--- SUPPLIED RECORDS ---
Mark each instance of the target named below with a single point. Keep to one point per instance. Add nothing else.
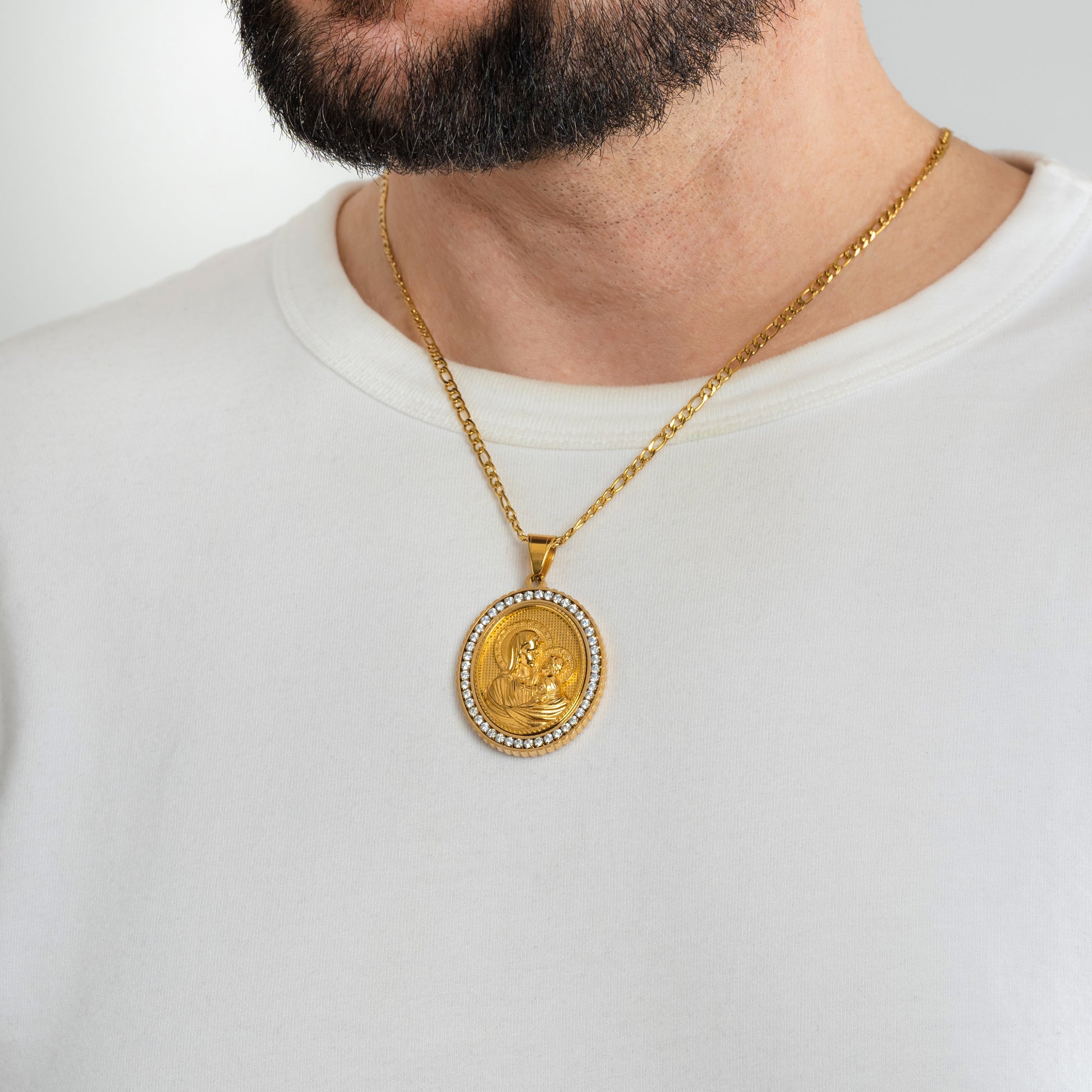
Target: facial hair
(533, 79)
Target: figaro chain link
(711, 387)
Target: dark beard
(535, 79)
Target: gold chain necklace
(532, 667)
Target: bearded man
(824, 827)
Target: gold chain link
(711, 387)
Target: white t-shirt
(829, 831)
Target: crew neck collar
(328, 316)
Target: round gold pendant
(531, 672)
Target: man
(828, 827)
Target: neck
(658, 259)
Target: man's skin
(657, 260)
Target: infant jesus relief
(530, 694)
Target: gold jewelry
(532, 666)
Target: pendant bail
(542, 549)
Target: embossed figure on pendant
(531, 692)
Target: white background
(132, 144)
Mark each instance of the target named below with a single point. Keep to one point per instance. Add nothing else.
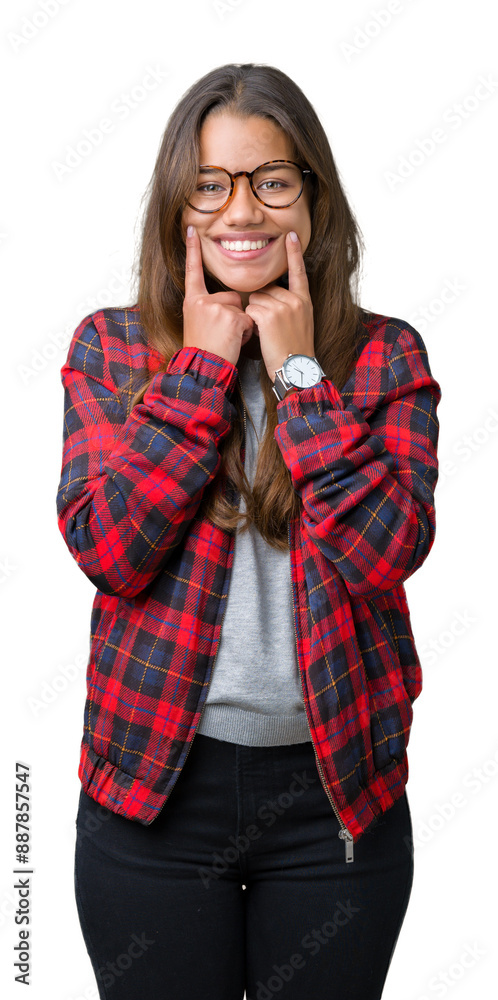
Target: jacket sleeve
(130, 486)
(367, 488)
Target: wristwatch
(298, 371)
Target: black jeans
(241, 884)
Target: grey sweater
(255, 695)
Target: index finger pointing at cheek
(298, 279)
(194, 274)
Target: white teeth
(244, 244)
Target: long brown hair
(332, 261)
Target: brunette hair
(332, 261)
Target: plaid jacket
(364, 463)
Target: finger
(298, 279)
(194, 274)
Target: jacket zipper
(344, 834)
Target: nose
(243, 205)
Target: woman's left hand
(284, 317)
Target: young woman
(248, 475)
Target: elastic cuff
(210, 366)
(324, 396)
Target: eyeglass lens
(277, 184)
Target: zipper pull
(349, 844)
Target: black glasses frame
(249, 174)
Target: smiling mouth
(244, 249)
(240, 245)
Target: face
(243, 144)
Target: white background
(67, 245)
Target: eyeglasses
(276, 184)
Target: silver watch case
(283, 378)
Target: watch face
(301, 371)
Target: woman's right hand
(213, 322)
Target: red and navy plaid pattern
(363, 461)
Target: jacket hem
(127, 796)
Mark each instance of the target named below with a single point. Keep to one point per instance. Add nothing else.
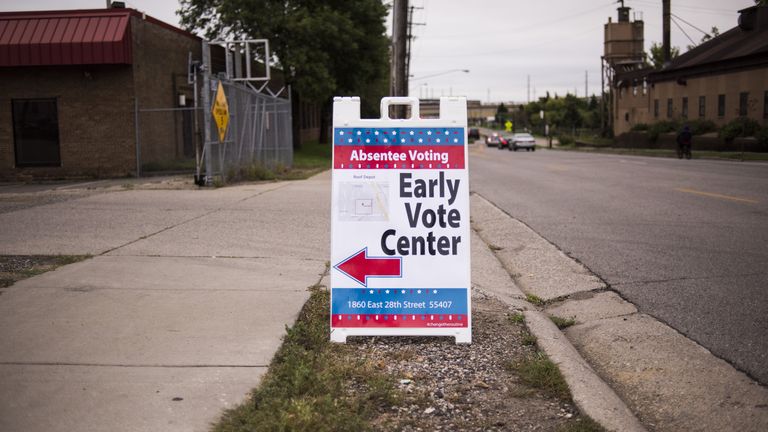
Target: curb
(590, 393)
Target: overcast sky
(503, 42)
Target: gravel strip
(465, 387)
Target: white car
(522, 140)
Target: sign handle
(400, 100)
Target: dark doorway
(36, 132)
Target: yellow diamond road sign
(220, 112)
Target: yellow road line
(715, 195)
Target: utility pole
(666, 42)
(399, 78)
(529, 89)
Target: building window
(36, 132)
(765, 104)
(721, 105)
(743, 99)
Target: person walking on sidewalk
(684, 139)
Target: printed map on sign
(364, 201)
(400, 224)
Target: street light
(411, 77)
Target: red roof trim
(91, 36)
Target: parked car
(522, 140)
(492, 139)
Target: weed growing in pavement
(537, 370)
(562, 323)
(14, 268)
(517, 318)
(534, 299)
(304, 388)
(582, 424)
(529, 339)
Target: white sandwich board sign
(400, 255)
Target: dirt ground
(468, 387)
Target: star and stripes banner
(400, 223)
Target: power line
(705, 33)
(681, 29)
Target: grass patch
(307, 385)
(582, 424)
(534, 299)
(14, 268)
(538, 371)
(312, 158)
(313, 155)
(528, 339)
(187, 165)
(562, 323)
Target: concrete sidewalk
(176, 316)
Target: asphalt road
(686, 241)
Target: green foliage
(566, 112)
(739, 127)
(539, 371)
(312, 41)
(517, 318)
(534, 299)
(657, 54)
(582, 423)
(562, 323)
(304, 388)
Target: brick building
(69, 85)
(720, 80)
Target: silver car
(522, 140)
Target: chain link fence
(259, 132)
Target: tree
(324, 48)
(657, 54)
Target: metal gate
(259, 130)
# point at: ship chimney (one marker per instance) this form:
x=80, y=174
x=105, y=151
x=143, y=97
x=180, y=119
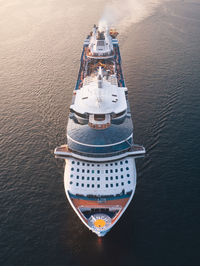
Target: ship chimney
x=100, y=78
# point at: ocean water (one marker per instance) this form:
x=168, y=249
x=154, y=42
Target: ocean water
x=40, y=48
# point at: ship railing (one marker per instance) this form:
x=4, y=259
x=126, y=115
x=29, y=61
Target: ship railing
x=64, y=152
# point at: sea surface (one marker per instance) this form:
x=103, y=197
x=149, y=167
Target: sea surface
x=40, y=47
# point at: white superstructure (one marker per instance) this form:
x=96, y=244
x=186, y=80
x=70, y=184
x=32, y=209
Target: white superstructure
x=100, y=172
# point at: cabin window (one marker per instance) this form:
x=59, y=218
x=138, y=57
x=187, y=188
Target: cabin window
x=100, y=43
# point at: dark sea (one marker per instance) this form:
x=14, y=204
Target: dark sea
x=40, y=47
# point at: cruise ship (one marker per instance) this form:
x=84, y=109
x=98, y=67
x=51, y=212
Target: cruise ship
x=100, y=171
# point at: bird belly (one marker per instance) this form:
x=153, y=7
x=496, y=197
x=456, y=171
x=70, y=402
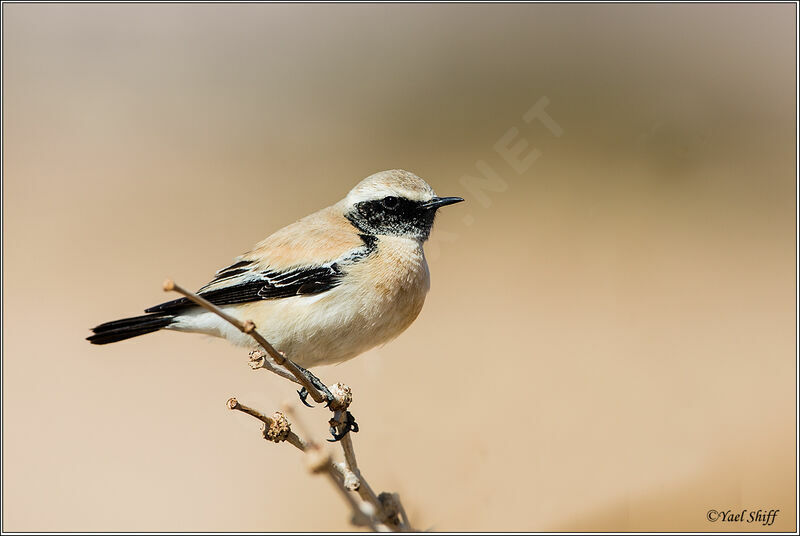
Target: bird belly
x=364, y=311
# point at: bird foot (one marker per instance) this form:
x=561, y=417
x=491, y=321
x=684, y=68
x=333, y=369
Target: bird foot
x=350, y=425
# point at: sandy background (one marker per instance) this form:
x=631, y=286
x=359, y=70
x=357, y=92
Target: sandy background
x=609, y=339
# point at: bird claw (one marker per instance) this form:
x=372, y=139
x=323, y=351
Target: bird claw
x=303, y=397
x=350, y=425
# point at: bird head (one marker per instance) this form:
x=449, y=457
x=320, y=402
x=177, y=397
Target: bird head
x=394, y=203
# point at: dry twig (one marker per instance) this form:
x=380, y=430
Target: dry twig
x=382, y=512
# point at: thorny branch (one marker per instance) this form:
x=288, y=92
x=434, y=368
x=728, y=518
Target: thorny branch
x=383, y=512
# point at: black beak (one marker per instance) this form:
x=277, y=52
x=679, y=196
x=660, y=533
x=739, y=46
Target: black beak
x=438, y=202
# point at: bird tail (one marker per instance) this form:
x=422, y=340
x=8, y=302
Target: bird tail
x=119, y=330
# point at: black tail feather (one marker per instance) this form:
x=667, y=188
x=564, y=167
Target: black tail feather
x=119, y=330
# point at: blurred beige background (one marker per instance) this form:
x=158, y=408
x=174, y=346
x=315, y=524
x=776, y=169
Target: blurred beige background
x=608, y=343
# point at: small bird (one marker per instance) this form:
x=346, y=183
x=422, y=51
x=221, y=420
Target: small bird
x=323, y=289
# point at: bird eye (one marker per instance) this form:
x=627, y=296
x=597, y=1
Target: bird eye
x=390, y=202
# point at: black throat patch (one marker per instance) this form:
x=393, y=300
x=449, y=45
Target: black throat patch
x=392, y=216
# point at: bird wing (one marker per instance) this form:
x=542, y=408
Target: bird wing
x=306, y=257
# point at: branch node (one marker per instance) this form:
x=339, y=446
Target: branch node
x=278, y=430
x=390, y=508
x=343, y=396
x=258, y=359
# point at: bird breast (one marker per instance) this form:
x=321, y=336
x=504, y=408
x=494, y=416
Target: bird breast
x=379, y=297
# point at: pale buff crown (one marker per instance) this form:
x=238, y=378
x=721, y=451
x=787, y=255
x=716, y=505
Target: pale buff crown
x=393, y=182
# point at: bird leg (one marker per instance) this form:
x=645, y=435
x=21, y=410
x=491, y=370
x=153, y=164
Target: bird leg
x=316, y=382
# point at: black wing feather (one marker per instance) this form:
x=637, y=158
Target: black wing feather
x=268, y=285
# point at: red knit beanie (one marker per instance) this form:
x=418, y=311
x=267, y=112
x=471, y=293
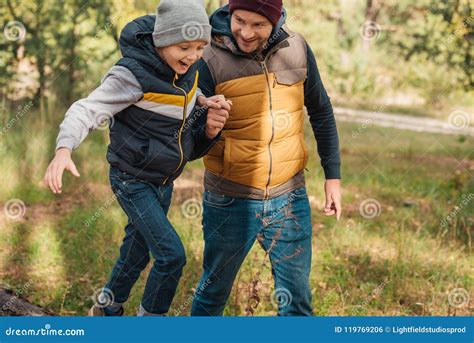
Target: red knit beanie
x=271, y=9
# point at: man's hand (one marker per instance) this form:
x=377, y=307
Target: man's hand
x=332, y=189
x=54, y=174
x=217, y=115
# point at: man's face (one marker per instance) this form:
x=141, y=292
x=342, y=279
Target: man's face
x=182, y=56
x=251, y=30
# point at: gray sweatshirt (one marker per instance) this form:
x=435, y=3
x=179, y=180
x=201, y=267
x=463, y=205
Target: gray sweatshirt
x=119, y=89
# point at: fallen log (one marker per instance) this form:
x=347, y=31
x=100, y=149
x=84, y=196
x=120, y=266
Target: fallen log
x=14, y=305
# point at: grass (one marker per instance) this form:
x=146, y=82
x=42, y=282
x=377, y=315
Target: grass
x=401, y=262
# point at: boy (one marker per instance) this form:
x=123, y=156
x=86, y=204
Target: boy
x=151, y=92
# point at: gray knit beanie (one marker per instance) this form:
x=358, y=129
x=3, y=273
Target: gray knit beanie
x=181, y=21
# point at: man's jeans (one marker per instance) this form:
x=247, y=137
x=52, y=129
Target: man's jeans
x=281, y=225
x=148, y=230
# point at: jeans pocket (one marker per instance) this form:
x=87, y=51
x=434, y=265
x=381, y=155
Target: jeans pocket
x=299, y=193
x=217, y=200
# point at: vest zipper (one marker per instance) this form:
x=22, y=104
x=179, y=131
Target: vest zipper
x=265, y=70
x=185, y=111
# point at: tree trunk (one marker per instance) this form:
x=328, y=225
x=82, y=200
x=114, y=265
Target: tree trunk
x=12, y=305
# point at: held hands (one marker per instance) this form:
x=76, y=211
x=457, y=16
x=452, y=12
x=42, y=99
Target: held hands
x=217, y=114
x=332, y=188
x=54, y=174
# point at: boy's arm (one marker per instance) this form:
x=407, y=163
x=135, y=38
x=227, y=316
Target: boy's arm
x=321, y=117
x=119, y=89
x=202, y=143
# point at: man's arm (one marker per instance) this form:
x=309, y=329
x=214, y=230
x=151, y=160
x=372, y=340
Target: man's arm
x=321, y=117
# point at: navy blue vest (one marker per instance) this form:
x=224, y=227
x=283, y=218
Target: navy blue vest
x=155, y=138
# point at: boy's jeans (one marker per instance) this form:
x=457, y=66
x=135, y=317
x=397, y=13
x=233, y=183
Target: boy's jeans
x=281, y=225
x=148, y=230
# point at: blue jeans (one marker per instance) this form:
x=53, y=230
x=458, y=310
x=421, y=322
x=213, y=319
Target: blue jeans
x=148, y=231
x=281, y=225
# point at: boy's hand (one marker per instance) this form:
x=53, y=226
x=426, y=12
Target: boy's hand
x=332, y=189
x=217, y=115
x=54, y=173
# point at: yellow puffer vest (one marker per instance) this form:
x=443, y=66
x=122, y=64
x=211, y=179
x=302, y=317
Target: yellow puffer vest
x=262, y=144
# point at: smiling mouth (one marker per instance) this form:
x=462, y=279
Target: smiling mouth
x=248, y=41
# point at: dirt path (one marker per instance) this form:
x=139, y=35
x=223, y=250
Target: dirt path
x=458, y=125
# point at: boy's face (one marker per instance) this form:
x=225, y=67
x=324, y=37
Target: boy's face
x=180, y=57
x=251, y=30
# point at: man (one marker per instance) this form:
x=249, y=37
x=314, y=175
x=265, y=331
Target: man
x=254, y=178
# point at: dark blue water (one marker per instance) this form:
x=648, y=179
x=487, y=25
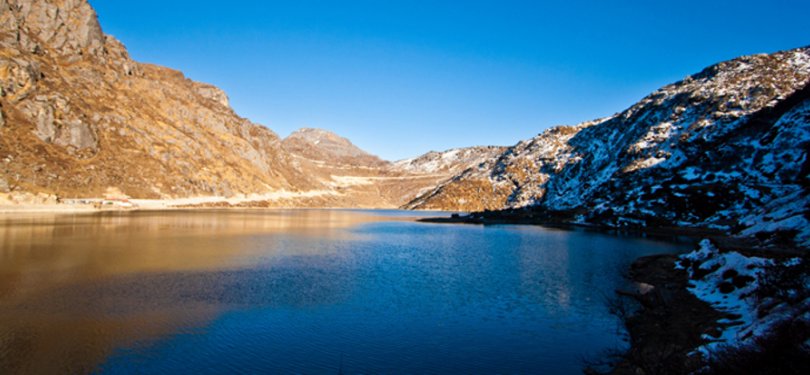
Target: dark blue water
---
Could you give everything in the listing from the line containing "# point at: man's hand" down to the line containing "x=401, y=262", switching "fallen log" to "tree stump" and leaving every other character as it is?

# point at: man's hand (one marker per instance) this form:
x=377, y=307
Target: man's hand
x=332, y=189
x=54, y=174
x=217, y=115
# point at: man's face (one marker per instance) this form:
x=141, y=292
x=342, y=279
Target: man's face
x=182, y=56
x=251, y=30
# point at: gray sweatshirt (one marker per instance) this form:
x=435, y=3
x=179, y=180
x=201, y=267
x=463, y=205
Target: gray sweatshirt
x=119, y=89
# point at: tree stump (one marker per instance) this form:
x=347, y=31
x=100, y=149
x=84, y=196
x=120, y=266
Target: tree stump
x=14, y=305
# point at: grass (one marker per instance) this form:
x=146, y=82
x=42, y=282
x=377, y=315
Target: grass
x=401, y=262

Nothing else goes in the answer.